WORK TO BE COMPLETED
Copy out the items below, substituting "dot" for each occurrence of "marker" and leaving everything else unchanged.

STORED RECORDS
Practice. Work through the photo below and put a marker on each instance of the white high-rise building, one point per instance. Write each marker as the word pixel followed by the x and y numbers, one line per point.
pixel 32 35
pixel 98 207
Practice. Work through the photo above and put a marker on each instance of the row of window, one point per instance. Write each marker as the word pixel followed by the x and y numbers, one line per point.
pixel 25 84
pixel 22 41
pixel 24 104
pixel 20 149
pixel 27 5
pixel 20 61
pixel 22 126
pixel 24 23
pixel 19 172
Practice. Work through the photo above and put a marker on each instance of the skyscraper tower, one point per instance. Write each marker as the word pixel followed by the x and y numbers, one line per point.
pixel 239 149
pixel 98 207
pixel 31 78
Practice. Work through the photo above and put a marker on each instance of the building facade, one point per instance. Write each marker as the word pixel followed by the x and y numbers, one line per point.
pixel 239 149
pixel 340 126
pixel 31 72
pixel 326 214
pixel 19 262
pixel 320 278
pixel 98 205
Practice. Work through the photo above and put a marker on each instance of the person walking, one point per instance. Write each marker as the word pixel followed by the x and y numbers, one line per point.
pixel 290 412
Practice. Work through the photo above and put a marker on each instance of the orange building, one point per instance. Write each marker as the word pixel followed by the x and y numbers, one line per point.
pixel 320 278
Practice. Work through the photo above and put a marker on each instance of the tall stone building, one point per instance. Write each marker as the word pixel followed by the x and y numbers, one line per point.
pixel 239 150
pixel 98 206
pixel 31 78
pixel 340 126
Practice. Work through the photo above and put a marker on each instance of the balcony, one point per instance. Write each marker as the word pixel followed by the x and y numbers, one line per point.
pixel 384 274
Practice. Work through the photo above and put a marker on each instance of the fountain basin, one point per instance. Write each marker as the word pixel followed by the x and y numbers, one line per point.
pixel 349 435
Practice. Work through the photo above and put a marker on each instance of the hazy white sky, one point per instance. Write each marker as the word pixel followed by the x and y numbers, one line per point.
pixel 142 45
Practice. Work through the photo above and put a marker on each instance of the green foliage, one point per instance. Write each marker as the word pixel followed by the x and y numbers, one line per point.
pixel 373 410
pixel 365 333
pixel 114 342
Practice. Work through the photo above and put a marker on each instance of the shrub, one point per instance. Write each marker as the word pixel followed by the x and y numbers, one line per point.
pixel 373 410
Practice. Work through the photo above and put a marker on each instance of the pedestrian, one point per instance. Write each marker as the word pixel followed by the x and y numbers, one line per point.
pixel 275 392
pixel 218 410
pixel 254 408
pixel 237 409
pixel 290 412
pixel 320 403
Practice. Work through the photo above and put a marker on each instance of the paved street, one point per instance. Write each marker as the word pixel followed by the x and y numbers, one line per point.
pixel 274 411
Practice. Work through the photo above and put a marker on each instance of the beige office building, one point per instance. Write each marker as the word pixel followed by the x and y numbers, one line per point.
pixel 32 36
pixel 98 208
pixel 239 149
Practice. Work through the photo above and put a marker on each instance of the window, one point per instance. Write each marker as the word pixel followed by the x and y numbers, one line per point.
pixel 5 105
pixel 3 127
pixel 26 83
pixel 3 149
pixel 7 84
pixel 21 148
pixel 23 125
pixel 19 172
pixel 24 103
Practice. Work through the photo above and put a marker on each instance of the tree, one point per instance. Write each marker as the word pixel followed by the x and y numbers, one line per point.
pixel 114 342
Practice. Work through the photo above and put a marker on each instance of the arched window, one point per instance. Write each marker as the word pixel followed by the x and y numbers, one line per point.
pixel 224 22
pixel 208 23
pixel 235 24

EXERCISE SOLUTION
Practice. Work through the photo below and put a dot on each instance of the white high-rise building, one point per instance. Write each dot as the word pixel followed by the x and y numbers, one line per point.
pixel 32 35
pixel 98 207
Practice. Work through the photo above and put a dot on each instance of the row of window, one point per instance. Write each dot as the word pixel followed by the x and y numbers, one line per point.
pixel 25 84
pixel 22 41
pixel 24 104
pixel 20 149
pixel 27 5
pixel 20 61
pixel 22 126
pixel 24 23
pixel 19 172
Practice. Work through the photo above and put a dot on each instance of the skyscraper tower, one point per instance. Write each dot as the word pixel followed by the x and y numbers, one line per point.
pixel 239 149
pixel 98 207
pixel 31 78
Practice. Work through the photo above and put a dot on each instance of the building facade, one point per instance. Write each dot as the word pixel followed by the x and y numbers, one line per point.
pixel 239 149
pixel 340 126
pixel 31 72
pixel 326 214
pixel 19 262
pixel 320 278
pixel 98 205
Practice. Work through the photo above and put a dot on each instance of the person walking, one point per instance. Write each dot as the word pixel followed by the x and y numbers, one line per point.
pixel 290 412
Practice. Work through the photo above and put a dot on each instance of the orange building, one point per instance. Write each dot as the word pixel followed by the x and y numbers, one line per point.
pixel 320 278
Practice. Work through the photo above and put a dot on each instance of the tall stone building, one point per instance. Write each dot as the word pixel followed by the x and y numbers, one line per point.
pixel 239 150
pixel 98 206
pixel 31 78
pixel 340 126
Practice. Work through the photo above and put a dot on each instance of the balcony, one point per instance. Write each dot as the word pixel followed by the x and y numbers, one line per point.
pixel 384 274
Practice. Work through the photo above and put a dot on each instance of the fountain basin, one point per instance. Write each dot as the word pixel followed by the x and y numbers, one line per point.
pixel 349 435
Practice. Work through the photo above and put a dot on each instance of the hazy white sky, one point per instance. Write each dot as the word pixel followed by the x and y numbers, one line per point.
pixel 142 45
Practice. Work through the photo above and put a dot on each instance of the green foliage, one point per instance. Write each dot as the word pixel followed by the x and y numbers, one line per point.
pixel 373 410
pixel 365 333
pixel 114 342
Practice. Work through the photo above and put a dot on each instance of the shrub, one point per instance. Write each dot as the word pixel followed by the x and y numbers, one line per point.
pixel 373 410
Practice. Work through the photo above and put a dot on each instance of the pedestrian, one point per instance. Write each dot as the word pixel followed by the x and y numbers, one line per point.
pixel 275 392
pixel 218 410
pixel 254 408
pixel 237 409
pixel 290 412
pixel 320 403
Practice. Work through the photo above and put a dot on each instance of the paved street, one point per instance. Write each dot as the word pixel followed by the x and y numbers, one line per point.
pixel 274 411
Practice. Work through the photo above and put a dot on each instance of the beige office building, one point per instance. Write each dot as the word pixel followed by the x and y numbers, one line per point.
pixel 32 36
pixel 98 208
pixel 239 149
Practice. Work through the photo above and put a dot on each instance of the window, one point per instance. Write each dot as the word pixel followed by the x and y numbers, one line per point.
pixel 5 105
pixel 3 127
pixel 26 83
pixel 3 149
pixel 7 84
pixel 21 148
pixel 23 125
pixel 19 172
pixel 24 103
Practice. Work through the photo above and put a dot on each instance of the tree, one point per instance. Write each dot as the word pixel followed by the x and y numbers, one line per point.
pixel 114 342
Practice. Work through the photo above and put a dot on each instance of the arched window, one point per instance. Write each dot as the word pixel followed by the x and y numbers, one line per point.
pixel 224 22
pixel 208 23
pixel 235 24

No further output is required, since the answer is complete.